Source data

┌──

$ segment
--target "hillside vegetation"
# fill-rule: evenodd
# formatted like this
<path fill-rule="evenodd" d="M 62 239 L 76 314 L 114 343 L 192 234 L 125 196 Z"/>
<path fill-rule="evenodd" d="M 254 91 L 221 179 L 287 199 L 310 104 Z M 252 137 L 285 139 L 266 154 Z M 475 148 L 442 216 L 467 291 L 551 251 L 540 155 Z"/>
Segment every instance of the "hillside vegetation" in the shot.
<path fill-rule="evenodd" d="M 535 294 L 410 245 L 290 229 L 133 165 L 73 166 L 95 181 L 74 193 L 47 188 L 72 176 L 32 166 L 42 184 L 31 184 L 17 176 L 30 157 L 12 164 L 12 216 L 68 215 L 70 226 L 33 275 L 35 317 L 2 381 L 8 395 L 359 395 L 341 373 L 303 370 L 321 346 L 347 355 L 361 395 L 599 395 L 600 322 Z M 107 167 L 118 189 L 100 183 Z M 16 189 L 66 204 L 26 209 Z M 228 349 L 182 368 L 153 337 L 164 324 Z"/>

└──

• EXERCISE DIRECTIONS: The entries above must be repeated word for word.

• FINISHED TASK:
$ segment
--target "hillside vegetation"
# fill-rule: evenodd
# formatted like this
<path fill-rule="evenodd" d="M 62 239 L 76 314 L 114 343 L 192 234 L 125 196 Z"/>
<path fill-rule="evenodd" d="M 254 91 L 221 179 L 287 199 L 310 104 Z M 252 137 L 285 139 L 266 154 Z M 475 148 L 442 216 L 467 291 L 551 251 L 540 155 Z"/>
Segment every instance of the "hillside vegetation" in the shot.
<path fill-rule="evenodd" d="M 535 294 L 410 245 L 290 229 L 133 165 L 73 166 L 95 181 L 74 193 L 47 188 L 72 176 L 32 166 L 42 184 L 31 184 L 17 176 L 30 157 L 12 164 L 12 216 L 68 215 L 70 226 L 33 275 L 35 317 L 2 381 L 8 395 L 359 395 L 341 373 L 303 370 L 321 346 L 347 355 L 361 395 L 599 395 L 600 322 Z M 107 167 L 118 189 L 100 183 Z M 16 189 L 66 204 L 26 209 Z M 228 349 L 182 368 L 153 337 L 164 324 Z"/>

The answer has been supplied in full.